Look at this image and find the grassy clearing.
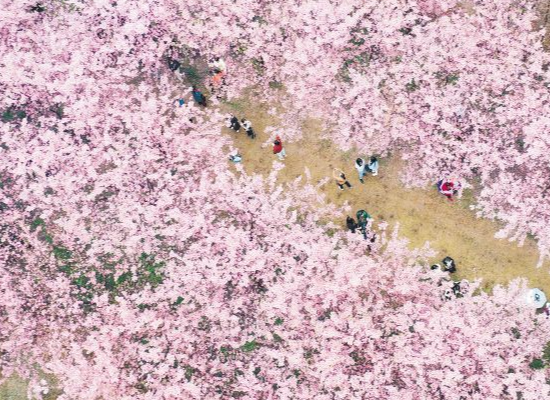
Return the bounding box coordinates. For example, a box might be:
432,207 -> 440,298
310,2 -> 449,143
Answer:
221,95 -> 550,295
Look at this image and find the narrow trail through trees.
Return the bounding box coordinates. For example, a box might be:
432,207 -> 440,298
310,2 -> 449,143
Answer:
221,95 -> 550,295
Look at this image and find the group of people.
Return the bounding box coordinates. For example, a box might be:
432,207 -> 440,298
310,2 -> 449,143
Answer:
170,53 -> 470,268
331,156 -> 379,192
227,115 -> 256,139
174,87 -> 208,108
428,256 -> 467,301
355,157 -> 379,183
173,56 -> 229,108
228,134 -> 286,163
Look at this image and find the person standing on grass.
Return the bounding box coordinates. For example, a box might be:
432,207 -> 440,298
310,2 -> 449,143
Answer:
227,114 -> 241,132
366,156 -> 379,176
332,167 -> 352,191
437,178 -> 460,201
241,119 -> 256,139
192,86 -> 207,107
273,135 -> 286,160
355,157 -> 367,183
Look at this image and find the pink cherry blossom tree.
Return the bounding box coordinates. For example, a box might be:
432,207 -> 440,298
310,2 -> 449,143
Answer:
1,0 -> 550,399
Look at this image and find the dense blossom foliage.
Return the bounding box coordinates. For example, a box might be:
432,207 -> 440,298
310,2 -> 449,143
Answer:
1,0 -> 550,399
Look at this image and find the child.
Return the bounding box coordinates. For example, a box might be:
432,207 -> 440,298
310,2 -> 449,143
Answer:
241,119 -> 256,139
168,58 -> 181,72
355,158 -> 366,183
333,168 -> 352,191
273,136 -> 286,160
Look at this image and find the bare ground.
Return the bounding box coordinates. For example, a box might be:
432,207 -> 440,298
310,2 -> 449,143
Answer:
221,94 -> 550,295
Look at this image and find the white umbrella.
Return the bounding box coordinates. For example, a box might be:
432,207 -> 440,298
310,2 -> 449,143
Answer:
526,289 -> 547,308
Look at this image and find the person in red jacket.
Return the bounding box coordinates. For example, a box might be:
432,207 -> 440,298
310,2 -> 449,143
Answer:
273,135 -> 286,160
437,179 -> 460,201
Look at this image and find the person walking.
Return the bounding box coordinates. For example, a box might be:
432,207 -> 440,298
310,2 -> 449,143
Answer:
241,119 -> 256,139
192,86 -> 207,107
355,158 -> 367,183
366,156 -> 379,176
273,136 -> 286,160
227,114 -> 241,132
333,167 -> 352,191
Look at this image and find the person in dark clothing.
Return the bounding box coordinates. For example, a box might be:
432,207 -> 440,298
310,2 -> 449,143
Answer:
442,256 -> 456,273
346,216 -> 358,233
452,281 -> 462,297
192,86 -> 207,107
227,115 -> 241,132
168,58 -> 181,72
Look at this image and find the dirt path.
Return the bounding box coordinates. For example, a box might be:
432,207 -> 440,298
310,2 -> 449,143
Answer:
221,95 -> 550,295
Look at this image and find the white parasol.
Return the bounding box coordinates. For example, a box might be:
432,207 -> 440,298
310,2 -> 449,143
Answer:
526,288 -> 547,308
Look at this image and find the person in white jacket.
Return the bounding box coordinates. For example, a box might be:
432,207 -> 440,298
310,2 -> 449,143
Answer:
366,156 -> 379,176
210,57 -> 227,74
241,119 -> 255,139
355,158 -> 366,183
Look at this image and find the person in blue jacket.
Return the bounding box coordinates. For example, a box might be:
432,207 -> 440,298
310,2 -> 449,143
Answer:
192,86 -> 207,107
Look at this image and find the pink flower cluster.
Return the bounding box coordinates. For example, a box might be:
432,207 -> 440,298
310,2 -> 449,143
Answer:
0,0 -> 550,398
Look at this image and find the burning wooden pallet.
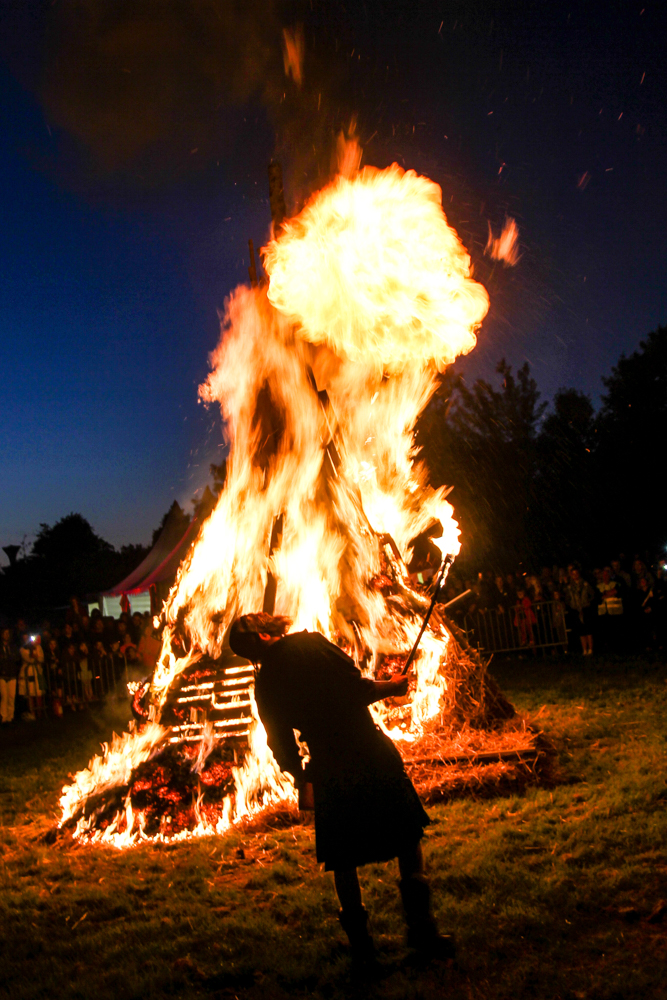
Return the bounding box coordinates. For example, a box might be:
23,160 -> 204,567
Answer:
160,655 -> 255,744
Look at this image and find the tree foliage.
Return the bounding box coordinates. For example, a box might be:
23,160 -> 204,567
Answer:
13,514 -> 149,610
151,502 -> 190,547
0,514 -> 152,617
3,330 -> 665,615
594,326 -> 667,553
533,388 -> 596,563
32,513 -> 112,565
419,327 -> 667,570
419,360 -> 546,568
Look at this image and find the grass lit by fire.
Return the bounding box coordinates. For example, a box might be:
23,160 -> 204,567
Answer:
2,655 -> 667,1000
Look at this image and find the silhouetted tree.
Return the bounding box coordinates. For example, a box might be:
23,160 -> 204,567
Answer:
419,360 -> 546,569
0,514 -> 150,616
533,389 -> 596,563
32,513 -> 112,565
192,485 -> 218,520
28,513 -> 111,604
594,325 -> 667,554
209,459 -> 228,494
151,502 -> 190,547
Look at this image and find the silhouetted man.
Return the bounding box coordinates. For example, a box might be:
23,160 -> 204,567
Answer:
229,612 -> 454,966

_TASK INSTRUCTIONS_
Every last line above must be reproduced as written, and no pictures belong in the copy.

_FINAL ANSWER_
Look at this image and find the grassy clearing.
Return the bounding box coordinates. For example, a box might be:
432,207 -> 440,298
310,2 -> 449,143
Answer:
221,95 -> 550,295
Look at this image and find the narrow trail through trees.
Return the bounding box coordinates. For example, a box might be:
432,207 -> 440,298
310,2 -> 449,143
Answer:
221,95 -> 550,295
Look at this image and find the group of people.
Return the bounding box coordinates. For example, a box might be:
432,207 -> 440,298
310,2 -> 449,143
Answer:
170,53 -> 470,268
331,156 -> 379,192
227,115 -> 256,139
174,87 -> 208,108
428,256 -> 467,301
355,157 -> 379,183
173,56 -> 229,108
228,134 -> 286,163
Look at this image and find the person standing on grass.
Return the bounding box coordinates. For example, a box might be:
432,207 -> 440,298
310,2 -> 449,143
Answer:
227,114 -> 241,132
366,156 -> 379,176
332,167 -> 352,191
437,178 -> 460,201
241,119 -> 256,139
192,86 -> 207,107
273,135 -> 286,160
355,157 -> 367,183
Look at this image and find the pink cherry blossom tree.
Return the bounding box coordinates. For example, a box might be:
432,207 -> 440,298
310,2 -> 449,143
Answer:
1,0 -> 550,399
Look at this image and find the dense blossom foliage.
Return the bounding box coordinates. For example, a box might be:
432,207 -> 440,298
310,2 -> 449,143
Answer:
1,0 -> 550,399
Look at this image and find the child.
Return the bounding box coordinates. For example, a box might be:
432,207 -> 440,298
310,2 -> 449,143
Answer:
241,119 -> 256,139
168,58 -> 181,72
355,158 -> 366,183
333,168 -> 352,191
273,136 -> 286,160
Look at this image and find the bare ground.
Return the bounding box coordinates. For example, a box might be:
432,207 -> 440,298
310,2 -> 449,143
Answer:
221,94 -> 550,295
Look at this image and find the white umbrella.
Return the bounding box coordinates. For example, a box might be:
432,207 -> 440,298
310,2 -> 449,143
Answer:
526,289 -> 547,308
Look at this image and find the person in red jacket.
Return the bounding box coordinates. For example, a box might be:
432,207 -> 440,298
310,2 -> 449,143
Answer:
273,135 -> 286,160
437,179 -> 460,201
Look at this image and find the person walking.
Return the bounding box coordinates. For example, a box might be:
432,207 -> 440,298
310,2 -> 449,143
Answer:
241,119 -> 256,139
192,86 -> 207,107
355,158 -> 367,183
366,156 -> 379,176
273,136 -> 286,160
227,114 -> 241,132
333,167 -> 352,191
Look at this image and find the person in dark clothing.
Return the bounding box coordinates. For example, a box might be:
432,207 -> 440,298
310,2 -> 449,143
Answer:
442,256 -> 456,273
346,216 -> 358,233
452,281 -> 462,297
192,86 -> 207,107
227,115 -> 241,132
168,58 -> 181,72
Look at this image and find the dirt path.
Return the bounding box coordinates. For example, a box might be:
432,207 -> 440,298
310,2 -> 449,143
Answer:
221,95 -> 550,295
Look at this image and find the white parasol.
Return the bounding box coordinates. For example, a box might be:
432,207 -> 440,298
310,2 -> 449,143
Answer:
526,288 -> 547,308
Look at this image and find the person in white jacket.
Return the bounding box coordinates. For example, a box might be:
432,207 -> 440,298
310,2 -> 449,143
Answer:
366,156 -> 379,176
210,57 -> 227,74
241,119 -> 255,139
355,158 -> 366,183
Look at this image and find the person in blue jacket.
Return the bounding box coordinates. For example, a box might be:
432,207 -> 440,298
310,2 -> 449,143
Answer:
192,86 -> 207,107
Look at this image and find the pink flower cluster.
Return the bounding box coordinates. For example, a box might be:
432,207 -> 440,298
310,2 -> 449,143
Answer:
0,0 -> 550,398
Look at this image and find the burning wooden pallet.
Return the bounding box coordinates. For example, a box might be:
23,160 -> 204,567
Answer:
160,655 -> 255,744
Look at this image and find the tree foliage.
Return the bounding box coordinates. For example, a box might be:
23,160 -> 204,567
Answer:
13,514 -> 149,610
151,502 -> 190,547
0,514 -> 152,617
3,330 -> 665,615
594,326 -> 667,553
533,388 -> 596,563
32,513 -> 112,565
419,327 -> 667,570
419,360 -> 546,568
Look at this image and find the grass lit by fire.
Return the bounding box coordinates. For example, a box might be:
23,160 -> 204,567
Answer:
2,655 -> 667,1000
Look at this image and find the silhouetted tree.
Return the bounding box coordinates. For example, a box might be:
23,160 -> 204,567
Answer:
419,360 -> 546,569
0,514 -> 150,616
533,389 -> 596,563
32,513 -> 112,565
192,485 -> 218,520
28,513 -> 111,604
594,325 -> 667,554
209,459 -> 228,494
151,502 -> 190,547
Look at this image and find the silhouetted man.
Return the bounding box coordinates. For example, a box might be:
23,160 -> 204,567
Answer:
229,612 -> 454,966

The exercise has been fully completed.